>> Begin

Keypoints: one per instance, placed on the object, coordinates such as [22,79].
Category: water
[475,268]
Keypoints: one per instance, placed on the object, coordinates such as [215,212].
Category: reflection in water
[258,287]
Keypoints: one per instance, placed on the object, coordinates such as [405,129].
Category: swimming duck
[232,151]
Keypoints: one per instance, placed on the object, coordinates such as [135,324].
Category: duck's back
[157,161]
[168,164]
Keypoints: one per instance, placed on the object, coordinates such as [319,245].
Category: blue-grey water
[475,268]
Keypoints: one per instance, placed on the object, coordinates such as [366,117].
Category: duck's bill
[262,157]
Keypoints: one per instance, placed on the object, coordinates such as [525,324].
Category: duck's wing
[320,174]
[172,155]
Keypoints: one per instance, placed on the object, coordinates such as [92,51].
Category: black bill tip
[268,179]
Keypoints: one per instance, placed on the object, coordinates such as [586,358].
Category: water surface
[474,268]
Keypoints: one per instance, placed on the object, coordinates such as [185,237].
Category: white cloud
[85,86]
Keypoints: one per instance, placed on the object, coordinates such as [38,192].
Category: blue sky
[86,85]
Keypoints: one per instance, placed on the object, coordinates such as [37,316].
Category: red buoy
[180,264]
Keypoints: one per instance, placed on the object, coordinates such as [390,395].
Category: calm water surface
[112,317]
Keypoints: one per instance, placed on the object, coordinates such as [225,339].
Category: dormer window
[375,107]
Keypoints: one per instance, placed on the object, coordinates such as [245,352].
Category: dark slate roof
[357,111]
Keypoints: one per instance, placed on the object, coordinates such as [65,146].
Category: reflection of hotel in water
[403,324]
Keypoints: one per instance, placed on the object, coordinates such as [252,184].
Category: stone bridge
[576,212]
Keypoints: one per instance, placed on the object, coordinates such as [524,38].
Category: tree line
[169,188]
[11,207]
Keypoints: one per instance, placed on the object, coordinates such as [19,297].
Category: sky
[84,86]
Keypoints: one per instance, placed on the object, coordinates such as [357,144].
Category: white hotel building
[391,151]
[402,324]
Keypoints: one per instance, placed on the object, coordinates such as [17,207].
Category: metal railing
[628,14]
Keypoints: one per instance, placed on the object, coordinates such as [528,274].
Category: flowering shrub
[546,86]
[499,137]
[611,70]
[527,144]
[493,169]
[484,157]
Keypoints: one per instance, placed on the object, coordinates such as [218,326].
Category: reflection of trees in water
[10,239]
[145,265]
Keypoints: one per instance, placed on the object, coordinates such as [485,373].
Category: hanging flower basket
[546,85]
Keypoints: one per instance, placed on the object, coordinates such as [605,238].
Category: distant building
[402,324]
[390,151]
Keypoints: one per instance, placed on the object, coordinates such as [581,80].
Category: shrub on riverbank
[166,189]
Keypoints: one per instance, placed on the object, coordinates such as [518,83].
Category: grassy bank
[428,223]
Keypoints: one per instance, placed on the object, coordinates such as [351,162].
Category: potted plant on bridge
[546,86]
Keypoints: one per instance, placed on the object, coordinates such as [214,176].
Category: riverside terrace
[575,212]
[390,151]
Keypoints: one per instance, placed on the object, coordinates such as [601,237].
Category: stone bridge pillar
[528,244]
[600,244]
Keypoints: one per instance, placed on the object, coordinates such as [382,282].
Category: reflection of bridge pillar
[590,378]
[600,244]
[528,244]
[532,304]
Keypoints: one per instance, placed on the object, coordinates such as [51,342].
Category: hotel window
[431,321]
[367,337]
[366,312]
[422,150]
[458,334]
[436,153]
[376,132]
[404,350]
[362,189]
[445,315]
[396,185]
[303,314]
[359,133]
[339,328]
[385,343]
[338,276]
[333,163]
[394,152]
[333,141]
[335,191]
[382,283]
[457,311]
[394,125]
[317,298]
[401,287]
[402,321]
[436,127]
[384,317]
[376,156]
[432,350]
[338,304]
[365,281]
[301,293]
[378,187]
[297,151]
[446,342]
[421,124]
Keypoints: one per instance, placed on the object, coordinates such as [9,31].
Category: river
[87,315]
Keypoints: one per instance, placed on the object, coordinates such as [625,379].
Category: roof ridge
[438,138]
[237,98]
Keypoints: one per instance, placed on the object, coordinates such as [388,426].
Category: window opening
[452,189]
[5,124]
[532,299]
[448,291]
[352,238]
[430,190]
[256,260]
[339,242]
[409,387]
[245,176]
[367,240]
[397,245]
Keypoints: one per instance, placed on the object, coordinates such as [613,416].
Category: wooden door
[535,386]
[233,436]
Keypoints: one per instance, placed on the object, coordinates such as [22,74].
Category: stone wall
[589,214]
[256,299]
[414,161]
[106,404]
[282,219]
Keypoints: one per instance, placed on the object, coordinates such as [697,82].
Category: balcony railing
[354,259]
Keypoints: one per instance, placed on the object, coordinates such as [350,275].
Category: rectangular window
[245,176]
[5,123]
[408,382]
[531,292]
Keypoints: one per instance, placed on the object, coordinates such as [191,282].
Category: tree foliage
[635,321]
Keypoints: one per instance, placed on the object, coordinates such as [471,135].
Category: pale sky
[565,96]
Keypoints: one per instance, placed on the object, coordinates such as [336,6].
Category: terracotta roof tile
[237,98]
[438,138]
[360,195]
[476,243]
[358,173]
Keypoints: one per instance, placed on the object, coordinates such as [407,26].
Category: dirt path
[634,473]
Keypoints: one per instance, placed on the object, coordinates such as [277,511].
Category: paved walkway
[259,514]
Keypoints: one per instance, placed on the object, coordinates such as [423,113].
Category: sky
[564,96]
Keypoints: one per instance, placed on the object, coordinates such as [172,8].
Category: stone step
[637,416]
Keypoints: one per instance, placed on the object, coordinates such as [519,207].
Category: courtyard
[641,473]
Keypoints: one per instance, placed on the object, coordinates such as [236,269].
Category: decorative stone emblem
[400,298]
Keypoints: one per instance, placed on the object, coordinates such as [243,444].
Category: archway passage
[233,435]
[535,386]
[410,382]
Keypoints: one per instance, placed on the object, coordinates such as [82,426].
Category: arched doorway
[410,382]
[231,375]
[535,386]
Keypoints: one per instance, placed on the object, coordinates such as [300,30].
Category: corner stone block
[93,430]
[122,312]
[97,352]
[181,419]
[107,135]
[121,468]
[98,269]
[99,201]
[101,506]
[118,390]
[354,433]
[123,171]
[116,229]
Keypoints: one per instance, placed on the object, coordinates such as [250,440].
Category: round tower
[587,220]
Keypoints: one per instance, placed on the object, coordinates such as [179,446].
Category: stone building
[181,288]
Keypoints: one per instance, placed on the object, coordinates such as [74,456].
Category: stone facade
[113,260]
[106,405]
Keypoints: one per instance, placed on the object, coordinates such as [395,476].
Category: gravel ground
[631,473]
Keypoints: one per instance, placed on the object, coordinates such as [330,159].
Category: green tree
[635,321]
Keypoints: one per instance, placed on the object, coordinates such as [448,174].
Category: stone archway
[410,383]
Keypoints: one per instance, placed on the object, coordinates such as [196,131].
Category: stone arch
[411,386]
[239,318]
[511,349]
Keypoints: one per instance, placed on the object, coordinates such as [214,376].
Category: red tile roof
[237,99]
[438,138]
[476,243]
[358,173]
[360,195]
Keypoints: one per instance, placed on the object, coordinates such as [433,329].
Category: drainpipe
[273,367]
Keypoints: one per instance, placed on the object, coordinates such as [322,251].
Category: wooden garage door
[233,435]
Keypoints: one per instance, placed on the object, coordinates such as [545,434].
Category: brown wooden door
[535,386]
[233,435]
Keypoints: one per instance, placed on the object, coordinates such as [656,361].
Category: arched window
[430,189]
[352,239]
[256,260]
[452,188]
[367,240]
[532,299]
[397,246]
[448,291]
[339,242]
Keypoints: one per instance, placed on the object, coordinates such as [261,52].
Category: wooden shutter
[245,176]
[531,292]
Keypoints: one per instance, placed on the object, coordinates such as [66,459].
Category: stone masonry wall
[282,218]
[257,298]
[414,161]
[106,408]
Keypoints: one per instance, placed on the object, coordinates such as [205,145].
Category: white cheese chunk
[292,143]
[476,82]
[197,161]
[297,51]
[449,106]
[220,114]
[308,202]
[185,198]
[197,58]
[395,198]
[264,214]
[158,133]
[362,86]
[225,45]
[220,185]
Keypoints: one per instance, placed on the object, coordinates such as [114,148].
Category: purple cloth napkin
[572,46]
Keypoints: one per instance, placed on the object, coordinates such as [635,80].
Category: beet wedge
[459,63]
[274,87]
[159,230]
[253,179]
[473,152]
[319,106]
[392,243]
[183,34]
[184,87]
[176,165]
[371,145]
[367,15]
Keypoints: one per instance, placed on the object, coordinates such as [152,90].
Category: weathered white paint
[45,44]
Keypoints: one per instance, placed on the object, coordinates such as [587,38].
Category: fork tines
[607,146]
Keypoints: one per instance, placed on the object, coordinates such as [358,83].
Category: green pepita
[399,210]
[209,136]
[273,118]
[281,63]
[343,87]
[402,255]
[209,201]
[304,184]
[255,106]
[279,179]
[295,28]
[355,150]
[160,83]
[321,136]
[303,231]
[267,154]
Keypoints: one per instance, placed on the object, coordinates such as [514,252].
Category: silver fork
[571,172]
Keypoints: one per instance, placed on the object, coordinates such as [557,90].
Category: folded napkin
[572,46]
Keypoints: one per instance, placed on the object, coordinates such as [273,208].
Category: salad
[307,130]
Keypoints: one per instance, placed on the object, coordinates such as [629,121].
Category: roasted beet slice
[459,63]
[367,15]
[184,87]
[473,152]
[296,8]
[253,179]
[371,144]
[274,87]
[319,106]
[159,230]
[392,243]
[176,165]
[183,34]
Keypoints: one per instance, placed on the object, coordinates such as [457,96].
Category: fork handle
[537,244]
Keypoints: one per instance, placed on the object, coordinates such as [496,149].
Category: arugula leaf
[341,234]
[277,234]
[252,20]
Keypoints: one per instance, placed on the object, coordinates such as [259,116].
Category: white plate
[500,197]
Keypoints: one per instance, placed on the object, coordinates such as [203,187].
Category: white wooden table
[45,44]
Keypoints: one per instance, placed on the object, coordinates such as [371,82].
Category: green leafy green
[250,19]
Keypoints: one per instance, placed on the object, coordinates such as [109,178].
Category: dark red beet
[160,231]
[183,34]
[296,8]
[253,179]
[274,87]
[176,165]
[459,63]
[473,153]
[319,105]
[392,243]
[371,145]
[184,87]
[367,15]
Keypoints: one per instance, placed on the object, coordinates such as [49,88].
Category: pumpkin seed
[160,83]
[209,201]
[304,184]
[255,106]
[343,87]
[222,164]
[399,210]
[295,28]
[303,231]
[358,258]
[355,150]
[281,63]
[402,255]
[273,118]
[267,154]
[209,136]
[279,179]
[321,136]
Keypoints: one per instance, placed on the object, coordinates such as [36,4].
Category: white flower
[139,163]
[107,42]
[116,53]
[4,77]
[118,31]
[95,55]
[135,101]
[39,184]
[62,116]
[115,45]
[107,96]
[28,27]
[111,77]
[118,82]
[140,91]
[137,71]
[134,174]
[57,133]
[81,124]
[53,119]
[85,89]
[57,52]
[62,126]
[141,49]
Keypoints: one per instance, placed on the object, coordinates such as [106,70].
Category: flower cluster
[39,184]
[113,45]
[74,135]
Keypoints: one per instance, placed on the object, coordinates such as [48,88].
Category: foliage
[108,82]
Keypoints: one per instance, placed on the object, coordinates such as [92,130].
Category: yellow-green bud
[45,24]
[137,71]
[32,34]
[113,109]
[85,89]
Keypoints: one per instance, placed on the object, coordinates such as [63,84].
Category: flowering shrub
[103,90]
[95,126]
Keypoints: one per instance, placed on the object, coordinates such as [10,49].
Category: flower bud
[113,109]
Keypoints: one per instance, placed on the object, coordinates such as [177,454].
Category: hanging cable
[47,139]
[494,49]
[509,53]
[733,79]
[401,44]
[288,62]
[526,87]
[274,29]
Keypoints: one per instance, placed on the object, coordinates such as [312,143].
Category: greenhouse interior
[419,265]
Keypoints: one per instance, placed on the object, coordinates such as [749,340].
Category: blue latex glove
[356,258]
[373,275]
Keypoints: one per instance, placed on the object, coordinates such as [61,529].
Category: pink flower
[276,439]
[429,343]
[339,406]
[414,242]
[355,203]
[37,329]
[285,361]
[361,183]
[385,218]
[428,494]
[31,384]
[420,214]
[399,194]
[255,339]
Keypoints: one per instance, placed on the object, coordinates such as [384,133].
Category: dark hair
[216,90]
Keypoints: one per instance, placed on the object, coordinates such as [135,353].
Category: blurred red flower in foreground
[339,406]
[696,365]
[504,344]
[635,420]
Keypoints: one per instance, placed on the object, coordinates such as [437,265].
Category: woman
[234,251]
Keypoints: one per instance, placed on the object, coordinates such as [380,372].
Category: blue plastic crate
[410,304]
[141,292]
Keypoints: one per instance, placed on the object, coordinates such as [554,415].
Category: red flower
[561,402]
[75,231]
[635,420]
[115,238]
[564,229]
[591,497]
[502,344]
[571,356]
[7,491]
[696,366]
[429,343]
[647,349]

>> End

**Instruction:**
Exactly reproduce the lines from the one containing "such as [384,133]." through the end of the records, and only those lines.

**The answer:**
Keypoints: one per instance, placed on the object, coordinates such as [384,133].
Category: dark hair
[216,90]
Keypoints: one per instance, placed on the object, coordinates such as [135,353].
Category: blurred red flower in foreground
[339,406]
[696,365]
[504,344]
[635,420]
Keypoints: one per instance, placed on the object, coordinates such as [437,265].
Category: woman
[234,251]
Keypoints: one per instance, placed on the object, coordinates such as [380,372].
Category: blue plastic crate
[410,304]
[141,292]
Keypoints: one per instance, placed on the object, coordinates such as [554,415].
Category: red flower
[561,402]
[75,231]
[635,420]
[115,238]
[564,229]
[591,497]
[502,344]
[571,356]
[7,491]
[696,366]
[429,343]
[647,349]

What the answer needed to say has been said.